CHALLENGE
Rewrite every line of the data below as a numbered list, leaving out any blank lines.

——————

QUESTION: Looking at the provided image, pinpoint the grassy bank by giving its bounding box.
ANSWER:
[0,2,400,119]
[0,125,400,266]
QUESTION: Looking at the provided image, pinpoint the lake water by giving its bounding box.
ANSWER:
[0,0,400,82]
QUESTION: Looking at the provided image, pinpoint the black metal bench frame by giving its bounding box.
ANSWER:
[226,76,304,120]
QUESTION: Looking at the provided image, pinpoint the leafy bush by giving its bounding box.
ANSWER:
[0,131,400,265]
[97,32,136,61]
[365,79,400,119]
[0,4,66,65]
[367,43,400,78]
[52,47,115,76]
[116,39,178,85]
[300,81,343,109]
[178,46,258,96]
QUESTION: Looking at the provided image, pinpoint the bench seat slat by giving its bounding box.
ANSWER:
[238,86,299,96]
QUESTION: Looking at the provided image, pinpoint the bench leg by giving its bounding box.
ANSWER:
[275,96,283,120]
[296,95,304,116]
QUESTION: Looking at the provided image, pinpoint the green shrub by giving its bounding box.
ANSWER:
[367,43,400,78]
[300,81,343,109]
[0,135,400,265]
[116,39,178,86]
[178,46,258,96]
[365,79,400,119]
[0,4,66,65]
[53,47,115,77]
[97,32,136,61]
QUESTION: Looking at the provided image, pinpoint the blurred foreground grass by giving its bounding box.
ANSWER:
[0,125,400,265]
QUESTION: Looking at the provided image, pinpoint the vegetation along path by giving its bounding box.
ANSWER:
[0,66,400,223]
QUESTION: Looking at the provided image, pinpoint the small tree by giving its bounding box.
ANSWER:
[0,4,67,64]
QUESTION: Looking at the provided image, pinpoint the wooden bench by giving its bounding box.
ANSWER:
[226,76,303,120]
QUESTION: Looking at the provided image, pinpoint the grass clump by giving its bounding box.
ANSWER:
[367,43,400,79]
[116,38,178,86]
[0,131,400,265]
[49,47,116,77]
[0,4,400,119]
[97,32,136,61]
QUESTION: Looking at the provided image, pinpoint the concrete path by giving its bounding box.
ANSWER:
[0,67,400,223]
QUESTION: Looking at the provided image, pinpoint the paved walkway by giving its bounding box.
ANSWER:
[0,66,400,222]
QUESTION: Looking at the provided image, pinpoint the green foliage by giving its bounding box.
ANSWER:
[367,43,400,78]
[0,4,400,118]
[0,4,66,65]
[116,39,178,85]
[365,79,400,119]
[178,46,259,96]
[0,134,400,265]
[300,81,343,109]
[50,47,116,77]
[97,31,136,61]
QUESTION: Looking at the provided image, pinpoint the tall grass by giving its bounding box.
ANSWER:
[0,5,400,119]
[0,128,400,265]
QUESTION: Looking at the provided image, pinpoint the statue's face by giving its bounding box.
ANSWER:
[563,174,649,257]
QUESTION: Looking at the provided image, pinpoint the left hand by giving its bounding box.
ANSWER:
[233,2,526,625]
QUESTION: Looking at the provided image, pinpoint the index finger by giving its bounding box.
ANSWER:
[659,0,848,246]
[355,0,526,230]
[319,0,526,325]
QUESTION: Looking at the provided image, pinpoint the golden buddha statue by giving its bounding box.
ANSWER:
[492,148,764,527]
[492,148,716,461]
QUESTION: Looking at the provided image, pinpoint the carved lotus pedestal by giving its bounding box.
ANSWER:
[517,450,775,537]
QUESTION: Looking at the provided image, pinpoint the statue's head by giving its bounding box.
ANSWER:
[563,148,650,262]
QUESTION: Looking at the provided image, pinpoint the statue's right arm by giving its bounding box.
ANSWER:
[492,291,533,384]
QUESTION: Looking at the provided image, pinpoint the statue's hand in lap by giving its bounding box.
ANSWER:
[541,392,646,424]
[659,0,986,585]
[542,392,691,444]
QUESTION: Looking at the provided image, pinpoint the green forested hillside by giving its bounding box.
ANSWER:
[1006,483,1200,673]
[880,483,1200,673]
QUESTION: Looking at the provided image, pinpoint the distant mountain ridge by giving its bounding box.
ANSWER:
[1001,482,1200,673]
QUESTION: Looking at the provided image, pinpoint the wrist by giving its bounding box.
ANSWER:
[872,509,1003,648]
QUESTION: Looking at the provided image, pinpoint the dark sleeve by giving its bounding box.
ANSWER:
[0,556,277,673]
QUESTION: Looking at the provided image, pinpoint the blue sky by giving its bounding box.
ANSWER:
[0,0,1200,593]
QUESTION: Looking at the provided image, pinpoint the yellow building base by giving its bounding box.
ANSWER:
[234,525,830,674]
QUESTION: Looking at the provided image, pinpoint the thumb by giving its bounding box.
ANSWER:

——————

ANSWER TO THE EXERCISE
1. QUESTION: Looking at the provided image, pinpoint the grassy bank by giving its bounding box.
2. ANSWER:
3. [0,2,400,119]
4. [0,125,400,266]
5. QUESTION: Looking at the provided image, pinpoint the lake water by giving its bounding box.
6. ANSWER:
7. [0,0,400,82]
8. QUESTION: Looking at the provided image, pinpoint the black metal bench frame by giving its bounding box.
9. ANSWER:
10. [226,76,304,120]
11. QUESTION: Looking at the provided image, pinpoint the leafy bush by giving its bounding box.
12. ANSWER:
13. [0,131,400,265]
14. [97,32,136,61]
15. [365,79,400,119]
16. [0,4,66,65]
17. [367,43,400,78]
18. [52,47,115,76]
19. [116,39,178,85]
20. [300,81,343,109]
21. [178,46,258,96]
22. QUESTION: Looking at the provided image, pinpoint the bench seat slat by giving its bounding box.
23. ANSWER:
24. [238,86,299,96]
25. QUESTION: Looking at the provided image, pinpoint the bench leg by giving its bounding box.
26. ANSWER:
27. [275,96,283,120]
28. [296,95,304,116]
29. QUESTION: Looking at the provided image, pinpoint the green shrub by giving its bounding box.
30. ANSWER:
31. [367,43,400,78]
32. [300,81,343,109]
33. [0,135,400,265]
34. [116,39,178,86]
35. [178,46,258,96]
36. [365,79,400,119]
37. [0,4,66,65]
38. [53,47,115,77]
39. [97,32,136,61]
40. QUESTION: Looking at the provided image, pinpoint the blurred foreground grass by giving its bounding box.
41. ANSWER:
42. [0,125,400,265]
43. QUESTION: Looking at the provided image, pinpoint the vegetation along path by giving its bounding box.
44. ANSWER:
45. [0,66,400,223]
46. QUESTION: Looking at the provided image, pinpoint the small tree by giving its bounding box.
47. ANSWER:
48. [0,4,67,64]
49. QUESTION: Looking at the provided image, pinpoint the wooden bench by giving its bounding box.
50. ANSWER:
51. [226,76,303,120]
52. QUESTION: Looking at the provided image, pinpoint the grass clump by giving its bounding box.
53. ANSWER:
54. [367,43,400,79]
55. [116,38,178,86]
56. [0,131,400,265]
57. [49,47,116,77]
58. [0,4,400,119]
59. [97,32,136,61]
60. QUESTION: Looking at the provided image, pinpoint the concrete path by giving its bounding box.
61. ANSWER:
62. [0,67,400,223]
63. QUESTION: Looking at the provided image, pinpoint the paved walkway by giving its bounding box.
64. ANSWER:
65. [0,66,400,222]
66. QUESTION: Looking at the provided image, pinpoint the green foliage by giving its bounding box.
67. ANSWER:
68. [367,43,400,78]
69. [0,4,400,118]
70. [0,4,66,65]
71. [116,39,178,85]
72. [365,79,400,119]
73. [178,46,259,96]
74. [0,134,400,265]
75. [300,81,343,109]
76. [50,47,116,77]
77. [97,31,136,61]
78. QUESTION: Looking at the provided image, pinpoint the tall grass by giving its bounding box.
79. ANSWER:
80. [0,5,400,119]
81. [0,128,400,265]
82. QUESTION: Looking at the provided image, pinpoint the statue's face by giving its bounding box.
83. ANSWER:
84. [563,174,649,257]
85. QUESTION: Looking at the provided image, pinpoint the left hand by giving its bounding box.
86. ANSWER:
87. [233,2,526,625]
88. QUESTION: Looking at the provided image, pinpoint the index finger by giving its bounding box.
89. ANSWER:
90. [659,0,848,246]
91. [355,0,526,230]
92. [319,0,526,325]
93. QUESTION: Looking at the provided image, pinpoint the golden buddha statue by giving its bounding box.
94. ANSWER:
95. [492,148,764,527]
96. [492,148,716,461]
97. QUESTION: Looking at the provided image, pinpoint the carved lotus pedestal by giving its bounding box.
98. ANSWER:
99. [517,450,775,537]
100. QUESTION: Looking at the provided image, pinpoint the statue's head by giving its bounding box.
101. ANSWER:
102. [563,148,650,262]
103. QUESTION: Looking at the provided image, pinpoint the statue's right arm by giving its bounding box.
104. ANSWER:
105. [492,291,533,384]
106. QUESTION: Looking at the provided image, pinpoint the statue's hand in lap by giving its bounding box.
107. ANSWER:
108. [541,392,646,424]
109. [659,0,986,585]
110. [542,392,691,444]
111. QUESTION: Looking at the provided image, pinpoint the green forested hillside by giving its bounding box.
112. ANSWER:
113. [1006,483,1200,673]
114. [880,483,1200,673]
115. QUESTION: Looking at the provided image, pinpoint the distant mountain ridge by giving its bounding box.
116. ANSWER:
117. [1001,482,1200,673]
118. QUESTION: Looking at the provided image, pinpoint the wrist by giving its bounding box.
119. ANSWER:
120. [872,509,1003,648]
121. QUESTION: Looking at the provided image, pinpoint the dark sleeve by giving its bounding box.
122. ANSWER:
123. [0,556,277,673]
124. QUESTION: Looking at the provided image, pinpoint the blue sky by giving its bounding box.
125. ANSWER:
126. [0,0,1200,593]
127. QUESTION: Looking at the provided image, pinpoint the yellow building base by giving its bounding box.
128. ANSWER:
129. [234,525,830,674]
130. QUESTION: Looking at the provided image, pinpoint the thumb by giving its bounding box.
131. ANSWER:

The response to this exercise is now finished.